* _CHECK YOUR UNDERSTANDING_:
1. In the essay on psychoanalysis and forgiveness, which work does the Freud quotation come from?
2. Can you write the next paragraph of the essay on psychoanalysis and forgiveness, picking up after its final sentence?
====== PAGE EXCERPT ======
As Freud writes, “there is nothing more in psychoanalysis than an exchange of words between patient and doctor” (Introduction to Psychoanalysis). Yet, is a simple exchange of words possible? Absense of life creates immediately presense of death, and what is the profit of knowing all the illusions of a person, when my relationship with him has not forgiven not one of them?
Where will I have the Measure (of how to think my knowledge of the other person, how to announce or hide parts of it, how to understand its limits, etc., all of them being also psychoanalytical aims), if forgiveness has not happened? Necessarily psychoanalysis can help only in such cases, when forgiveness is not necessary or even thinkable.
The ideal ego or super-ego is rigid in its judgement of the ego: under which criteria this sort of ‘psychology’ can indeed measure rigidity and clemency, when Conviction exactly as Forgiveness, are absent from its vocabulary, and a soul is identified with ego? To what degree the very concept of a super-ego can help us, when it presupposes the soul’s horizon (normally, i.e., in a healthy and desirable condition) as an horizon of fortuitousness, violence and fancy (super-ego of idealization), whether individually automatic (accidental/necessary), or socially or/and biologically?
Speaking about self-love, vain-glory and vanity, Christian asceticism presupposes the possibility of a real, full and genuine glory, while a super-ego immediately presupposes in the ego the foundation of the ‘healthy’ and indeed soulless man – frozen, since under the best possible conditions his horizon can not but move into fictitiousness.
====== DATA TO EXAMINE ======
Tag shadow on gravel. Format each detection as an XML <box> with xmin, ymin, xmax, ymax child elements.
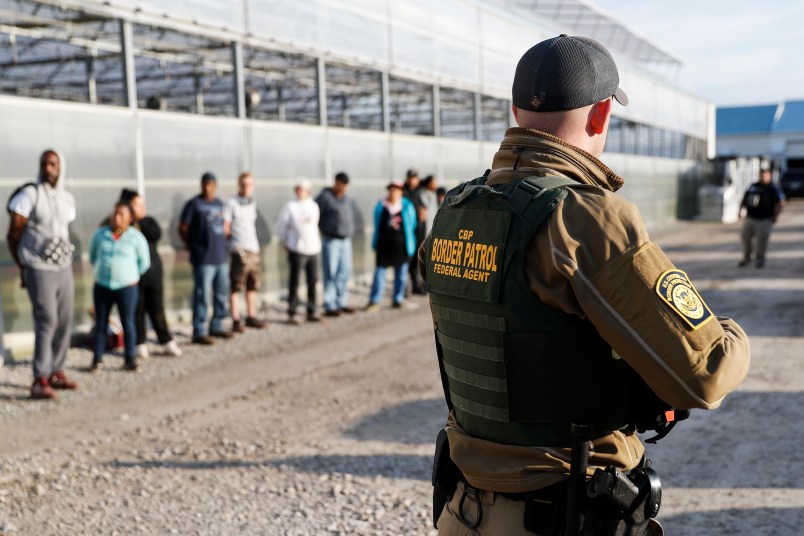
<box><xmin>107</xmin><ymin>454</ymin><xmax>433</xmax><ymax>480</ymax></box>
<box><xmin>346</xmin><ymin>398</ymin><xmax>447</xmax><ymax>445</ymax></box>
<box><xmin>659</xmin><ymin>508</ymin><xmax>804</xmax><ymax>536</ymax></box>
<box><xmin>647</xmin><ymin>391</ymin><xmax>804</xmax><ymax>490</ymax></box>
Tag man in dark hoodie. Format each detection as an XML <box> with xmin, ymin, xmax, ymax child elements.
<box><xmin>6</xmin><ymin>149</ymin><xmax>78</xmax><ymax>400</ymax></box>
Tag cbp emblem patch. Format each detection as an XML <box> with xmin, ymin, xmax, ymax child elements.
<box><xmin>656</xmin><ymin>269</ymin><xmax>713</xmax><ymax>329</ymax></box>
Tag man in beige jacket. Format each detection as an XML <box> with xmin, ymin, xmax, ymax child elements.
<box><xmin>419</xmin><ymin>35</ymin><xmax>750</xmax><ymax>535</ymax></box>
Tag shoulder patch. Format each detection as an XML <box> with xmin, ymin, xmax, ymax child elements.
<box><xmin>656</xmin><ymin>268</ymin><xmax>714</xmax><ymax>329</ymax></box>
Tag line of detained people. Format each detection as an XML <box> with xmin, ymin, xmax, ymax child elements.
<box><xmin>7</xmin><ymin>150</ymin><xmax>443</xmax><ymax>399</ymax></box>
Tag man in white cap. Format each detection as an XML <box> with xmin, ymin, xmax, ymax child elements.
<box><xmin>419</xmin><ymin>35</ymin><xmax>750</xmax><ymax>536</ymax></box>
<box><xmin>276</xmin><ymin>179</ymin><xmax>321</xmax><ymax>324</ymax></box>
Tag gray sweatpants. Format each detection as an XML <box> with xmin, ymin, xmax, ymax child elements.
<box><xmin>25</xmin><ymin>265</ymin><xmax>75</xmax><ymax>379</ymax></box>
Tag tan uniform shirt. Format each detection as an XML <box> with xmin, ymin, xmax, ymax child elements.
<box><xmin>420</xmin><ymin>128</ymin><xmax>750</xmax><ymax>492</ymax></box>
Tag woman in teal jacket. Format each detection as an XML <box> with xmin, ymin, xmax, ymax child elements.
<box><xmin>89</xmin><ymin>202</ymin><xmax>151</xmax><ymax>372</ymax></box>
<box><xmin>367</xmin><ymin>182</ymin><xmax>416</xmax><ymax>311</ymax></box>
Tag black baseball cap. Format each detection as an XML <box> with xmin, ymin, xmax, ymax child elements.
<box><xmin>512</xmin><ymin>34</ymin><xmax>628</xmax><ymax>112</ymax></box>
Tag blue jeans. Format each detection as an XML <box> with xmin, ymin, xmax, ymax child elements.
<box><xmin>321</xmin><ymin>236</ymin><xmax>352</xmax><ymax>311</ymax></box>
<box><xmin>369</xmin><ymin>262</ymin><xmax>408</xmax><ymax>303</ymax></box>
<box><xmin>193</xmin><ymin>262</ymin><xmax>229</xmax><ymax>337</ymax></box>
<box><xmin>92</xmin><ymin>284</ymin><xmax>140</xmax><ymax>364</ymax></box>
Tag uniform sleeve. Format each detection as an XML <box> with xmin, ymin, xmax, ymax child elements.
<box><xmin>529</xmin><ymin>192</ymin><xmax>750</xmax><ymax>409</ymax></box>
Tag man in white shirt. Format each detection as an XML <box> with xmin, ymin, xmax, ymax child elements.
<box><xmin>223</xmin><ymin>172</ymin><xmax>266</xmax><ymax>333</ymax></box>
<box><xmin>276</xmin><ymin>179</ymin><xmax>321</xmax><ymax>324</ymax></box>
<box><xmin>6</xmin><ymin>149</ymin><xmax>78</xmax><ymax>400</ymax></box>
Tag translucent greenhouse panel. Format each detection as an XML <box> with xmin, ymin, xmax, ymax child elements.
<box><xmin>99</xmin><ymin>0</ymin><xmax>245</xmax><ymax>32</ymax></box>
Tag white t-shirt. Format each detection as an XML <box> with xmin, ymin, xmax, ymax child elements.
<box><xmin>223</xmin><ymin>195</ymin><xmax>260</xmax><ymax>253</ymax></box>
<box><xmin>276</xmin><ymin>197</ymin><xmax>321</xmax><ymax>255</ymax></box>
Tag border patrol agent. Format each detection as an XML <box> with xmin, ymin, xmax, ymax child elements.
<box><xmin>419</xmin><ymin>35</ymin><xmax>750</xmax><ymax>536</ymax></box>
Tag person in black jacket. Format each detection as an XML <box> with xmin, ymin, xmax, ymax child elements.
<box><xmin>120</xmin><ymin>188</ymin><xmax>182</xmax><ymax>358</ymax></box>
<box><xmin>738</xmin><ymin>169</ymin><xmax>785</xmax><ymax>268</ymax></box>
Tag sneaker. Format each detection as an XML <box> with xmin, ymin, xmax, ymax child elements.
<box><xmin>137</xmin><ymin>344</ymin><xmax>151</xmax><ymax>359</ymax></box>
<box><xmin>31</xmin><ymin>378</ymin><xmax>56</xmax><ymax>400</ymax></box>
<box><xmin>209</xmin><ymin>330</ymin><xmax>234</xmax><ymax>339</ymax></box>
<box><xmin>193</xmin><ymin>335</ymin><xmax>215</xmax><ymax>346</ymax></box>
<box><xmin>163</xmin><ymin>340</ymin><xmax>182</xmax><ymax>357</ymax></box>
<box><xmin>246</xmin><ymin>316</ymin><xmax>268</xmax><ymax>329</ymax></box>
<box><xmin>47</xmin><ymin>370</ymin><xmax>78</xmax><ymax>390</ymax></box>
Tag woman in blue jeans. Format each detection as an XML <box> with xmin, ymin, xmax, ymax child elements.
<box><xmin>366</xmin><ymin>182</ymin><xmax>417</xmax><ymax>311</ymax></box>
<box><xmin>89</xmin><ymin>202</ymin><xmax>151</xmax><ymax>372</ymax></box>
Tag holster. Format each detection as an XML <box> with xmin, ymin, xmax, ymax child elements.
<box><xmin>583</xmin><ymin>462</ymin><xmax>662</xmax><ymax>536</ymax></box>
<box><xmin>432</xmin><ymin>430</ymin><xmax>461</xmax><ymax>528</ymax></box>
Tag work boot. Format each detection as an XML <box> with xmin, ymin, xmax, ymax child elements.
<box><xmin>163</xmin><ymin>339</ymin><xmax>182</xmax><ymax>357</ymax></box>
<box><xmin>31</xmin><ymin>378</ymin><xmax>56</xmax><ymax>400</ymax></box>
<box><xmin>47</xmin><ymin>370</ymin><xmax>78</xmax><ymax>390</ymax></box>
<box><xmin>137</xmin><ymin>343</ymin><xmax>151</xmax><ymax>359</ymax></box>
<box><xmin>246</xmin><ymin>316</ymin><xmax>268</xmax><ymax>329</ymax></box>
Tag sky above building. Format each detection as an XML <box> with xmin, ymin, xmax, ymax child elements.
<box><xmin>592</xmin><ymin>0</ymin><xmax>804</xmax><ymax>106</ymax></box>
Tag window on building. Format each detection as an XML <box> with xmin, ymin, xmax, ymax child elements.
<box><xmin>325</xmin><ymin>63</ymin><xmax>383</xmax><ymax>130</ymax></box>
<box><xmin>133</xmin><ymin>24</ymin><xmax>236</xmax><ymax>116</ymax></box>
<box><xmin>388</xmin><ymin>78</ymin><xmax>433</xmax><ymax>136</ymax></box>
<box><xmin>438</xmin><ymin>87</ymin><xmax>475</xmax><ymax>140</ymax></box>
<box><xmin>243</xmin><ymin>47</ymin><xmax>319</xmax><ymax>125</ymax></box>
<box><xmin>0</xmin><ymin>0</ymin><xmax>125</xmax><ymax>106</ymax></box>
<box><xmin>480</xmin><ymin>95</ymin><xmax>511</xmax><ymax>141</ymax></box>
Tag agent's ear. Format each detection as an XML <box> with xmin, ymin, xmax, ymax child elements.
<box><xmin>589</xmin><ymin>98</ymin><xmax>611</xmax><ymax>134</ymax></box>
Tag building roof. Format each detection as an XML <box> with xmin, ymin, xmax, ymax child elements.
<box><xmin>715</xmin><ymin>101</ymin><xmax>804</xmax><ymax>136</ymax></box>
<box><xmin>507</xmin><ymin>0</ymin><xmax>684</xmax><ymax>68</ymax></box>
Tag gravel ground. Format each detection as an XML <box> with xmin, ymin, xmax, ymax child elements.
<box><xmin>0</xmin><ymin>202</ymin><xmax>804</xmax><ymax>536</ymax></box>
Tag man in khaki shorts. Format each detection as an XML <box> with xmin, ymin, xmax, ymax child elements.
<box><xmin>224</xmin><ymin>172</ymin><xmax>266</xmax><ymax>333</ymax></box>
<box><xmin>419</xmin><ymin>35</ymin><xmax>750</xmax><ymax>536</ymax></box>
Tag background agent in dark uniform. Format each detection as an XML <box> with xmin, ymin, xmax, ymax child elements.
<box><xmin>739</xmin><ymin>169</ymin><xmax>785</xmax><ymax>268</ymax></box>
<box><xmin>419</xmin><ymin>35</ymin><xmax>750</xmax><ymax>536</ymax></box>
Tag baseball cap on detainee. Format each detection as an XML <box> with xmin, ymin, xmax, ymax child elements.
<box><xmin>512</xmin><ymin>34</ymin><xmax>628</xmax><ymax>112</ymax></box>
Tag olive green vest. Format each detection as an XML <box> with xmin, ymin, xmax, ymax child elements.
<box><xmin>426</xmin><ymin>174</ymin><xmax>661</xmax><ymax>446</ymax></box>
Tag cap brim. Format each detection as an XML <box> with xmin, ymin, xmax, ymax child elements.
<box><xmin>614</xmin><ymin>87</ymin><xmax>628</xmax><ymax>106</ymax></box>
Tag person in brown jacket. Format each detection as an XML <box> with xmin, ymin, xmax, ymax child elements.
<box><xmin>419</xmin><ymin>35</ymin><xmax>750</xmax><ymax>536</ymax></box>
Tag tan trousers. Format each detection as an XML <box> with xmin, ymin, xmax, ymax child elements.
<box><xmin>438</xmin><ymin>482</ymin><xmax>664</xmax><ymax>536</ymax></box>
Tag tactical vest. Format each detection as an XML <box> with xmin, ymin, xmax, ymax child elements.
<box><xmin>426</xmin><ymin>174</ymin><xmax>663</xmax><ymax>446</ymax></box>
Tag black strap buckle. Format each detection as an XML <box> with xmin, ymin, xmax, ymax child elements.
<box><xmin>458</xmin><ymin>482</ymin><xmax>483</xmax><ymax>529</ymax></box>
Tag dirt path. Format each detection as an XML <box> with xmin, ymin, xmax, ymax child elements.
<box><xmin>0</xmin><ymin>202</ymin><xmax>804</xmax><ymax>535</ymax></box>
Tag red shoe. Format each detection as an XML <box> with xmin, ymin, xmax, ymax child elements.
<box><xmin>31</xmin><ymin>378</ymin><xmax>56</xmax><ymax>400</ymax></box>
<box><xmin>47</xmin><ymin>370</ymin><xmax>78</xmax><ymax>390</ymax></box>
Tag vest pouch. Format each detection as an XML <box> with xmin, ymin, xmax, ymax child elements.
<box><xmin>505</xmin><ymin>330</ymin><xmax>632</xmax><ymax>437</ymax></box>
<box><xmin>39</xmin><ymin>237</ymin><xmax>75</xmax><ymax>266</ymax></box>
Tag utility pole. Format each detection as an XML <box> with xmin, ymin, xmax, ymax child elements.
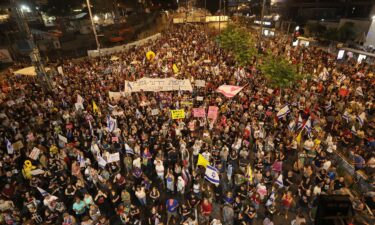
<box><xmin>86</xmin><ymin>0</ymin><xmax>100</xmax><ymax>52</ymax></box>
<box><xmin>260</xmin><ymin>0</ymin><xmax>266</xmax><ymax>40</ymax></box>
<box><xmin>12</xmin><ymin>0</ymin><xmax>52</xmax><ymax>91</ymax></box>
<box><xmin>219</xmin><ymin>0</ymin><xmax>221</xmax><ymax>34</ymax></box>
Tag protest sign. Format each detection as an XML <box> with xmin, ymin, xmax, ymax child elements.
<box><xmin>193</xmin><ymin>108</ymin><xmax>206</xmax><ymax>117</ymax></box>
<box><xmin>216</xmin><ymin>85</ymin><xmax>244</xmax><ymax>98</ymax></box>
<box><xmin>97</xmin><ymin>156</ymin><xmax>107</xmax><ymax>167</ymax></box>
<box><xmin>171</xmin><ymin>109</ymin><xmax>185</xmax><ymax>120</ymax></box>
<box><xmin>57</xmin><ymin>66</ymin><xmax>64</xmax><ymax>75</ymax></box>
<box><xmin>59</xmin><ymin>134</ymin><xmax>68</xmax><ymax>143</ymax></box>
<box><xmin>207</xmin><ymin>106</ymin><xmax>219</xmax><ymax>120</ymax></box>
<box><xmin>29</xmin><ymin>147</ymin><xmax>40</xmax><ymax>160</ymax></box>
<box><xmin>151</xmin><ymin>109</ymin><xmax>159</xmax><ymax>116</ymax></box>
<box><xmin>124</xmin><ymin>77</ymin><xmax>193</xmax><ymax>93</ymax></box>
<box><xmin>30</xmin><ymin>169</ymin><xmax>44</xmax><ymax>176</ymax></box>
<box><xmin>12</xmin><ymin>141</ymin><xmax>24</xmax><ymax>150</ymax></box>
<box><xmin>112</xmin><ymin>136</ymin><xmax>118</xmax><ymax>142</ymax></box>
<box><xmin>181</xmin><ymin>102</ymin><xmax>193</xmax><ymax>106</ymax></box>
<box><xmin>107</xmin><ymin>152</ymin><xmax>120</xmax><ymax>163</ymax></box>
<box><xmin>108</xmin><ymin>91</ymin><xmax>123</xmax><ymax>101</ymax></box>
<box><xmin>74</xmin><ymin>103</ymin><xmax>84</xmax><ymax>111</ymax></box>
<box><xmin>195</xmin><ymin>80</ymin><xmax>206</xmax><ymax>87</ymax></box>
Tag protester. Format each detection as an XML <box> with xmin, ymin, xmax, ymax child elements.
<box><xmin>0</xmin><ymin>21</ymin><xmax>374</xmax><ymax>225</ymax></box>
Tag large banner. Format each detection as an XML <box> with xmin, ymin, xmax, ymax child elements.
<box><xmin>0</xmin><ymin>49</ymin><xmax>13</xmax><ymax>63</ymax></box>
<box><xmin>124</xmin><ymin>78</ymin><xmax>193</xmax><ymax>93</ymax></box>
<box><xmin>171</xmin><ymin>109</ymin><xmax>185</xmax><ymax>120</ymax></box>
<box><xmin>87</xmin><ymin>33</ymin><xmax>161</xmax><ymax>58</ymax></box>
======
* _TASK-BY-TASK OUTPUTS_:
1. Introduction to Psychoanalysis

2.
How could the super-ego concept help, and how could the psychoanalytical transubstantiation help, which presupposes a finite soul? This way it becomes impossible for us to understand any probable ‘transubstantiation’ whatever as escribed in the infinity of the soul, so that we can not have ‘transubstantiations’ but only circumvallations of the soul, whenever a soul defines its essence.
The whole frame of modern psychology reflects the neo-sophistry, when man is explained by himself, he can not but be himself the measure of everything – knowledge, construction and arbitrariness become essentially identified. Thinking about the first sophists in ancient Greece, we can see the essence of their western rebirth and excess, in the absense from the West of the world inside which the ancient sophists appeared and were immediately expelled.